[Point-per-instance localization data]:
[Start of Attachment]
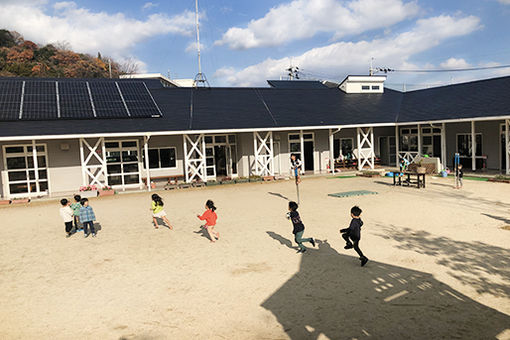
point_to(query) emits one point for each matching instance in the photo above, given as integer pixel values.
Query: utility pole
(200, 77)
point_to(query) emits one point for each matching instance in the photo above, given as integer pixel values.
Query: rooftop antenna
(200, 77)
(293, 71)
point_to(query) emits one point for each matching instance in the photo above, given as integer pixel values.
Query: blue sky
(247, 42)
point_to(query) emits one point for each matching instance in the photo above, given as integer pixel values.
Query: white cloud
(453, 63)
(192, 47)
(301, 19)
(149, 5)
(350, 57)
(87, 31)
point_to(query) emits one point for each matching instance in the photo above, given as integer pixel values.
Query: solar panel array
(46, 100)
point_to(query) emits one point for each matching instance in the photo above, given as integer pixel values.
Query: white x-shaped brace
(263, 154)
(94, 172)
(195, 168)
(408, 156)
(365, 148)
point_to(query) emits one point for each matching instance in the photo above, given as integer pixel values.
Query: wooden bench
(168, 178)
(419, 182)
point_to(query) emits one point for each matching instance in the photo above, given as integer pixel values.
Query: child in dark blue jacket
(352, 235)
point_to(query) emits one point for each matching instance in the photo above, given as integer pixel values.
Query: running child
(460, 176)
(299, 227)
(87, 218)
(295, 166)
(67, 215)
(210, 218)
(76, 206)
(158, 212)
(352, 235)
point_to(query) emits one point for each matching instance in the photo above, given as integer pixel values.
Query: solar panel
(139, 100)
(74, 99)
(10, 99)
(80, 99)
(40, 100)
(107, 100)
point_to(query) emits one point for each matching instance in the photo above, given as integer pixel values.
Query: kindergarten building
(57, 135)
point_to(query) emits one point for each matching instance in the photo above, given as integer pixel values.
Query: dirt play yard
(439, 266)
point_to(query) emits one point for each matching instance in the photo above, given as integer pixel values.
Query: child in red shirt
(210, 218)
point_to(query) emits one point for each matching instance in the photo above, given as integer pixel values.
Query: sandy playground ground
(439, 266)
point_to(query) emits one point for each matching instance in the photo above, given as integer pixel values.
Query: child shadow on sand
(161, 223)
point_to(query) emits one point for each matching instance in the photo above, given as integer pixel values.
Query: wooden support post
(147, 169)
(473, 146)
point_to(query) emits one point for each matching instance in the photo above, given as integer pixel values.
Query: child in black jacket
(353, 233)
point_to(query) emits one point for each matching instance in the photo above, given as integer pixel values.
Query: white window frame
(28, 181)
(120, 148)
(162, 168)
(228, 154)
(469, 135)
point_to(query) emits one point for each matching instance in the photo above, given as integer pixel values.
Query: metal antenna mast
(200, 77)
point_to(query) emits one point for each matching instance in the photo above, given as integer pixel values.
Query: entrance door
(384, 149)
(504, 154)
(21, 170)
(220, 160)
(308, 146)
(122, 163)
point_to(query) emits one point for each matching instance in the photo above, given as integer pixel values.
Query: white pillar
(359, 148)
(473, 146)
(105, 167)
(271, 153)
(372, 164)
(186, 160)
(302, 147)
(507, 145)
(146, 152)
(443, 145)
(204, 159)
(36, 167)
(331, 151)
(397, 142)
(419, 140)
(82, 158)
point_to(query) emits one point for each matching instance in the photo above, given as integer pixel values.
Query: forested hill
(24, 58)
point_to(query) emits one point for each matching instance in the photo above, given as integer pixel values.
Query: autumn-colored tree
(19, 57)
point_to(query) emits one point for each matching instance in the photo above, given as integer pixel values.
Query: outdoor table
(420, 179)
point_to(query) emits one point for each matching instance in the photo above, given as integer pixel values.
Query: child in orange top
(210, 218)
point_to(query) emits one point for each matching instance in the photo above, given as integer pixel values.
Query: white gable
(363, 84)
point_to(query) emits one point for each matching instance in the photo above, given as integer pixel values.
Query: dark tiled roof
(483, 98)
(238, 108)
(296, 84)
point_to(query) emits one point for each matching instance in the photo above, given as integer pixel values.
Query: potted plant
(88, 191)
(500, 179)
(254, 178)
(421, 169)
(106, 191)
(20, 200)
(242, 180)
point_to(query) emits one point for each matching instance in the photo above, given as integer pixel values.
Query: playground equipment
(456, 163)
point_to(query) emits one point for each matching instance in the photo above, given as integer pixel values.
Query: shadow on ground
(278, 195)
(332, 295)
(469, 262)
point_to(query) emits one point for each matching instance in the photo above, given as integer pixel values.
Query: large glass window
(122, 160)
(23, 175)
(464, 145)
(162, 158)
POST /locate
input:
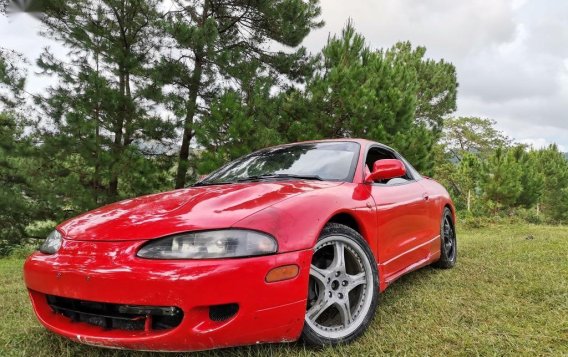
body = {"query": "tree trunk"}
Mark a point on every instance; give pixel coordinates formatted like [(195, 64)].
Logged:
[(191, 109), (117, 143)]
[End of Attachment]
[What the exercise asks]: Your reply should repeat the entries above exactly, leaving the pictures out.

[Expected answer]:
point_to(query) emits one point for each matching instance in the photo above, given as integer pixel values.
Query: utility pole
(200, 77)
point_to(query) emits one point for each matching instance in the photo above, given as integer pixel values.
Query: rooftop antenna
(200, 77)
(293, 71)
point_to(query) emits one point for each matching instance in the photo above, given as integer pixel values.
Query: blue sky
(247, 42)
point_to(query) emits one point for each matching instance in the photo above, given as integer pixel values.
Query: white cloud
(453, 63)
(192, 47)
(301, 19)
(149, 5)
(350, 57)
(87, 31)
point_to(query) emits one point for each matching instance in the photo above, given as integer pixel values.
Query: solar panel array
(46, 100)
point_to(query) emits one point for each matching instance in the photo above, given as integer pixel values.
Query: white x-shaped brace
(263, 154)
(94, 172)
(195, 168)
(408, 156)
(365, 148)
point_to(query) emits one point for each matching instance in the photo above, given as integer pixel values.
Query: wooden bench
(168, 178)
(419, 182)
point_to(query) emits one point for each matching instance in the photo above, given as integer pixel values.
Query: child in dark blue jacket
(352, 235)
point_to(query) emits one point for each matching instance in the photo above, given as integer pixel values.
Query: running child
(460, 176)
(299, 227)
(87, 218)
(295, 166)
(67, 215)
(210, 218)
(76, 206)
(158, 212)
(352, 235)
point_to(query) emits one point for each matching instance in the photo above, given as integer pixel values.
Query: solar panel
(139, 100)
(74, 99)
(10, 99)
(80, 99)
(40, 100)
(107, 100)
point_to(query) emits one point for each matching instance in the photo above, given as integer pixel values.
Query: kindergarten building
(57, 135)
point_to(query) emits one point for each matching instance in the photo above, given as integer pixel values.
Query: dirt play yard
(439, 266)
point_to(query) emits one point for each matching instance in the photo above, given as integer pixel values.
Query: child in red shirt
(210, 218)
point_to(query) emits one point for each matching instance in the photo above, given as integer pixel values.
Query: sandy playground ground
(439, 266)
point_to(query) emits one point for each matching instance in the photo above, given as integer pixel values.
Query: child shadow on sand
(161, 223)
point_to(query) emits one point for each matching instance in the photo above, given as integer pixel values.
Query: wooden support post
(147, 169)
(473, 146)
point_to(query) emits one point for each matching instance in the photo above, given as integer pixel values.
Query: child in black jacket
(353, 233)
point_to(query) emits one point for each matching instance in the photo above, given as integer pixel values.
Query: white window frame
(28, 181)
(120, 148)
(162, 168)
(228, 154)
(469, 135)
point_to(query) emits one point for each matching instance in the photo above, given as integer pixel values.
Query: metal antenna mast
(200, 77)
point_to(query) emits one point for each matching instance in the photo above, given as integer pixel values.
Query: entrance door
(384, 149)
(504, 154)
(21, 170)
(220, 160)
(308, 146)
(122, 163)
point_to(query) emits one point for each matching instance in the photo above, given as integer pixel values.
Query: white pillar
(359, 148)
(473, 146)
(105, 167)
(271, 153)
(372, 164)
(186, 160)
(302, 147)
(507, 145)
(146, 152)
(443, 145)
(204, 159)
(36, 167)
(331, 151)
(397, 142)
(419, 140)
(82, 158)
point_to(query) emits one point for each matching instance in the photo above, given as integer pixel values.
Query: forested hill
(24, 58)
point_to(query) emits one point for each matching instance in the photo above, given as integer pixel values.
Query: autumn-colored tree
(19, 57)
point_to(query) emits one point for each matching instance in the photo above, given as integer pixel values.
Query: outdoor table
(420, 179)
point_to(query) emits one point for each matching instance in the photo above, given as integer pixel values.
Query: child in orange top
(210, 218)
point_to(query) emits one point for each matching instance in the photo above, given as integer pixel values.
Query: white gable
(363, 84)
point_to(query) emits one point for each matching instance in the photo above, given as integer pixel values.
Query: dark tiled roof
(483, 98)
(238, 108)
(296, 84)
point_to(query) emits one point for each matching instance in the photo above, given as integer pixel values.
Query: potted plant
(88, 191)
(500, 179)
(254, 178)
(421, 169)
(106, 191)
(20, 200)
(242, 180)
point_to(query) emits one point for each matching instance in the photo above, given as integer pixel values.
Query: playground equipment
(456, 163)
point_to(query) emits one point for each matching instance in the photo above, given as integer pixel values.
Query: shadow on ground
(278, 195)
(332, 295)
(469, 262)
point_to(query) emits one point for each matching instance in the photo above, given as integer pixel values.
Query: large glass window
(122, 160)
(23, 175)
(464, 145)
(162, 158)
POST /locate
input:
body = {"query": "tree trunk"}
Mark a point on every instance; give pixel coordinates formatted like [(195, 64)].
Logged:
[(191, 109), (117, 143)]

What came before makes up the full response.